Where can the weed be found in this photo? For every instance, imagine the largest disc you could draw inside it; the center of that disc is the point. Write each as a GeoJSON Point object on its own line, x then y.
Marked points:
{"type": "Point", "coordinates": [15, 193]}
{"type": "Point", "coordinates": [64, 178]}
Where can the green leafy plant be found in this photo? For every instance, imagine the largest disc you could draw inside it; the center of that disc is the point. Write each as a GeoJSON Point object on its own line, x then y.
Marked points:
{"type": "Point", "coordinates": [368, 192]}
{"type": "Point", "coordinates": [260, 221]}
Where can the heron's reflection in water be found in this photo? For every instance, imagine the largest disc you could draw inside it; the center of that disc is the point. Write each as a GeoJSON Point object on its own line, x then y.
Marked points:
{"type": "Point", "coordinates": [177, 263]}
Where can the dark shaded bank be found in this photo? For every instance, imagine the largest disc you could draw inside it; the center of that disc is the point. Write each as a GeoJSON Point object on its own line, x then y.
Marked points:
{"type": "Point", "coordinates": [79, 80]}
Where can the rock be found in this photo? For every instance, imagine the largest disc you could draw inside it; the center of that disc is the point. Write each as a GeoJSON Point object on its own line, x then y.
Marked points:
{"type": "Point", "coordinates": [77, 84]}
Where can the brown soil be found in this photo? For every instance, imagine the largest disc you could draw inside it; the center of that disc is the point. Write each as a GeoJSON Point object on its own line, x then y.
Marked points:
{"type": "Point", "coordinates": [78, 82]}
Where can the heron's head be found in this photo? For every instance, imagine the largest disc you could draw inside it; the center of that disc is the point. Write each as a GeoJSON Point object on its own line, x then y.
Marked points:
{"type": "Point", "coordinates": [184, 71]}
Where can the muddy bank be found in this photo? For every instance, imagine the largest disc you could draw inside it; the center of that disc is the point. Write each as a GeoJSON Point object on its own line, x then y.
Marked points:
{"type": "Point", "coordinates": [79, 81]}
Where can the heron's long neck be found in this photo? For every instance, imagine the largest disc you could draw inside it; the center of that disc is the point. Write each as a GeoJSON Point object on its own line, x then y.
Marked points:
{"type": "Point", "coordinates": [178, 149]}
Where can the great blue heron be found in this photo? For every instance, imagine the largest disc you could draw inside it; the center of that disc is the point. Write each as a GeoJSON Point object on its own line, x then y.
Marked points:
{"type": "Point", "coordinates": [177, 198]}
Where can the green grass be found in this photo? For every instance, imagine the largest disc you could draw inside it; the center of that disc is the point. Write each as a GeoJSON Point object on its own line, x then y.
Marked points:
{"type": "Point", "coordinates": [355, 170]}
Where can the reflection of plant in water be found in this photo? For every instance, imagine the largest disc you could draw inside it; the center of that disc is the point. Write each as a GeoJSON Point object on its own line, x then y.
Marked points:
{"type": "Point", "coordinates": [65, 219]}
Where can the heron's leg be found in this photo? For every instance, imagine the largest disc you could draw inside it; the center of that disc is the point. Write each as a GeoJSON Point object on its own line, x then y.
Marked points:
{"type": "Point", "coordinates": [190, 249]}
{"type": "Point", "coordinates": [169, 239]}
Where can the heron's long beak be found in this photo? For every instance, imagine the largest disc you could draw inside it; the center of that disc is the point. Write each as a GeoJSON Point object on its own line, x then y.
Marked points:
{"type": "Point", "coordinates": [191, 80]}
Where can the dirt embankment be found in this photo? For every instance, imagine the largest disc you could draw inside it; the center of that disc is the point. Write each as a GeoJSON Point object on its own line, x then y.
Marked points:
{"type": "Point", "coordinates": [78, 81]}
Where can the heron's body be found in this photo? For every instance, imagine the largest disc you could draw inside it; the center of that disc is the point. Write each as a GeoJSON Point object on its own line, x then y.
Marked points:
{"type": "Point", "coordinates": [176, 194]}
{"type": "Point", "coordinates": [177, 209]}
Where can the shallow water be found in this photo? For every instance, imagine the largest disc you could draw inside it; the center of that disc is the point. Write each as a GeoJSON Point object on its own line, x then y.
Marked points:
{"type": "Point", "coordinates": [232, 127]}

+++++

_Task directions_
Render all of the material above as a Markdown table with the columns Row and Text, putting each line in its own numbered row and leaving out blank lines.

_Written solution_
| Row | Text |
|---|---|
| 1 | Where can the weed be found in this photo? For every instance, imagine the largest disc you could draw inside it; the center of that disc is the point. Write each as a GeoJSON Point object on its own line, x then y. |
| 2 | Marked points: |
| 3 | {"type": "Point", "coordinates": [15, 193]} |
| 4 | {"type": "Point", "coordinates": [64, 178]} |
| 5 | Where can the green leafy plant be found in this photo? For every instance, imagine the largest disc you could draw inside it; the center of that disc is the point. Write each as a GeoJSON Point object on its own line, x then y. |
| 6 | Marked points: |
| 7 | {"type": "Point", "coordinates": [368, 192]} |
| 8 | {"type": "Point", "coordinates": [260, 221]} |
| 9 | Where can the heron's reflection in water be found in this photo? For every instance, imagine the largest disc you could draw inside it; the center of that disc is the point. Write each as a GeoJSON Point object on its own line, x then y. |
| 10 | Marked points: |
| 11 | {"type": "Point", "coordinates": [177, 263]} |
| 12 | Where can the dark shaded bank be found in this photo? For every instance, imagine the largest disc you could draw inside it; the center of that disc is the point. Write each as a GeoJSON Point object on its own line, x then y. |
| 13 | Marked points: |
| 14 | {"type": "Point", "coordinates": [79, 80]} |
| 15 | Where can the rock be found in this photo? For every instance, imagine the largest disc you could draw inside it; the center of that disc is the point. Write each as a GeoJSON Point object on its own line, x then y. |
| 16 | Marked points: |
| 17 | {"type": "Point", "coordinates": [77, 84]} |
| 18 | Where can the brown soil be found in this photo? For every instance, imagine the largest disc you could draw inside it; the center of that disc is the point. Write each as a GeoJSON Point object on its own line, x then y. |
| 19 | Marked points: |
| 20 | {"type": "Point", "coordinates": [78, 82]} |
| 21 | Where can the heron's head be found in this photo? For every instance, imagine the largest disc you could draw inside it; the center of that disc is the point. Write each as a GeoJSON Point object on its own line, x then y. |
| 22 | Marked points: |
| 23 | {"type": "Point", "coordinates": [184, 71]} |
| 24 | Where can the muddy bank be found in this photo? For every instance, imagine the largest disc you could draw inside it; the center of that disc is the point. Write each as a GeoJSON Point object on its own line, x then y. |
| 25 | Marked points: |
| 26 | {"type": "Point", "coordinates": [79, 81]} |
| 27 | Where can the heron's long neck be found in this photo? For every instance, imagine the largest disc you could draw inside it; the center of that disc is the point. Write each as a GeoJSON Point object on its own line, x then y. |
| 28 | Marked points: |
| 29 | {"type": "Point", "coordinates": [178, 149]} |
| 30 | Where can the great blue heron be found in this photo? For every instance, imagine the largest disc you could draw inside it; the center of that disc is the point. Write each as a GeoJSON Point object on its own line, x then y. |
| 31 | Marked points: |
| 32 | {"type": "Point", "coordinates": [177, 198]} |
| 33 | Where can the green grass be found in this photo? For every instance, imagine the largest disc you could draw inside it; the center of that disc is the point. Write each as a GeoJSON Point object on its own line, x then y. |
| 34 | Marked points: |
| 35 | {"type": "Point", "coordinates": [355, 170]} |
| 36 | Where can the reflection of plant in water be found in this photo? For every instance, imagine the largest disc you could draw inside it; the center of that disc is the point. Write each as a GeoJSON Point object on its own line, x then y. |
| 37 | Marked points: |
| 38 | {"type": "Point", "coordinates": [65, 219]} |
| 39 | Where can the heron's leg be found in this photo? For every instance, imagine the largest disc you could draw inside it; the center of that disc is the point. Write each as a GeoJSON Point object on its own line, x then y. |
| 40 | Marked points: |
| 41 | {"type": "Point", "coordinates": [190, 249]} |
| 42 | {"type": "Point", "coordinates": [169, 239]} |
| 43 | Where can the heron's long beak be found in this photo? For every instance, imagine the largest disc you could draw inside it; the center of that disc is the point. Write each as a GeoJSON Point object on its own line, x then y. |
| 44 | Marked points: |
| 45 | {"type": "Point", "coordinates": [191, 80]} |
| 46 | Where can the dirt embankment be found in this photo? For every instance, imagine the largest disc you could draw inside it; the center of that disc is the point. Write each as a GeoJSON Point object on its own line, x then y. |
| 47 | Marked points: |
| 48 | {"type": "Point", "coordinates": [78, 81]} |
| 49 | Where can the heron's body be found in this photo? For every instance, imagine the largest disc you could draw inside it; the center of that disc is the point. Write each as a GeoJSON Point object on its own line, x then y. |
| 50 | Marked points: |
| 51 | {"type": "Point", "coordinates": [176, 194]} |
| 52 | {"type": "Point", "coordinates": [177, 209]} |
| 53 | Where can the shallow water be found in this photo? For every instance, imagine the largest disc you could draw inside it; the center of that disc is the point. Write each as a GeoJSON Point object on its own line, x then y. |
| 54 | Marked points: |
| 55 | {"type": "Point", "coordinates": [232, 127]} |